DIRECTIVE
Gather each line in the entries below that contains the word "stain", and copy those lines out in full.

PROVIDED RECORDS
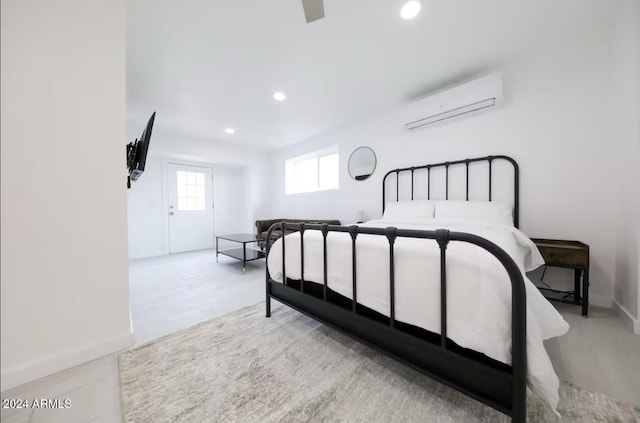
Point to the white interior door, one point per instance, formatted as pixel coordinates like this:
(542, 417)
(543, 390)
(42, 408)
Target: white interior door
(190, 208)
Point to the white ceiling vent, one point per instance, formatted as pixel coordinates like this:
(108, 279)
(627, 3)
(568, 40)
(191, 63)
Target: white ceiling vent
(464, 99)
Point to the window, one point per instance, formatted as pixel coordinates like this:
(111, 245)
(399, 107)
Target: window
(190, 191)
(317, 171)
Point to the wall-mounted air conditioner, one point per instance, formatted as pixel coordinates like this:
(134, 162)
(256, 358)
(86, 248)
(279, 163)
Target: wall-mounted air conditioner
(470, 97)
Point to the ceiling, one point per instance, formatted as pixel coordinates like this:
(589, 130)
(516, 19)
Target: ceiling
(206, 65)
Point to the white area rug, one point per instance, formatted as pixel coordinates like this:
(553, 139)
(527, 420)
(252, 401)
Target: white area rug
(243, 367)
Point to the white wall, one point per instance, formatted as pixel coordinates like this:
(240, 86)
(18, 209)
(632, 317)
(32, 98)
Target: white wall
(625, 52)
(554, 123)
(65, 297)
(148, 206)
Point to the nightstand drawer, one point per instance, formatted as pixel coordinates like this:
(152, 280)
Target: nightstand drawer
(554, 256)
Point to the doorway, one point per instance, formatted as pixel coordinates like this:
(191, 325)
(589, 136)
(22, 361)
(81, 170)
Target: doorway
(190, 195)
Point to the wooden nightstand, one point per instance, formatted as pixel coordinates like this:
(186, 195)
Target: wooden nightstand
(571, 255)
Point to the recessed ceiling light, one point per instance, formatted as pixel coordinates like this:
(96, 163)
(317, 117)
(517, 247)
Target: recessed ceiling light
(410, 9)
==
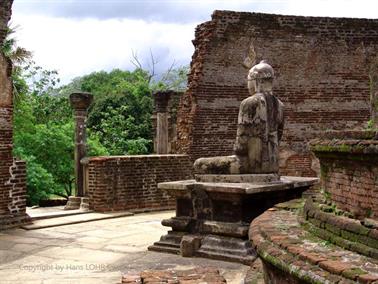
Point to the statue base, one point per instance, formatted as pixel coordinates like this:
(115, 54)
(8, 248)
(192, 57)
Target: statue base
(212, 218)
* * *
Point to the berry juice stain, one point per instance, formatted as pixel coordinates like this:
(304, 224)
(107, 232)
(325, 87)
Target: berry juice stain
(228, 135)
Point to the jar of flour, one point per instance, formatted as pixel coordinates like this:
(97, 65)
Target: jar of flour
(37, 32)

TASK OUTPUT
Point to the berry juice stain, one point per instance, formatted as pixel coordinates like this:
Target: berry juice stain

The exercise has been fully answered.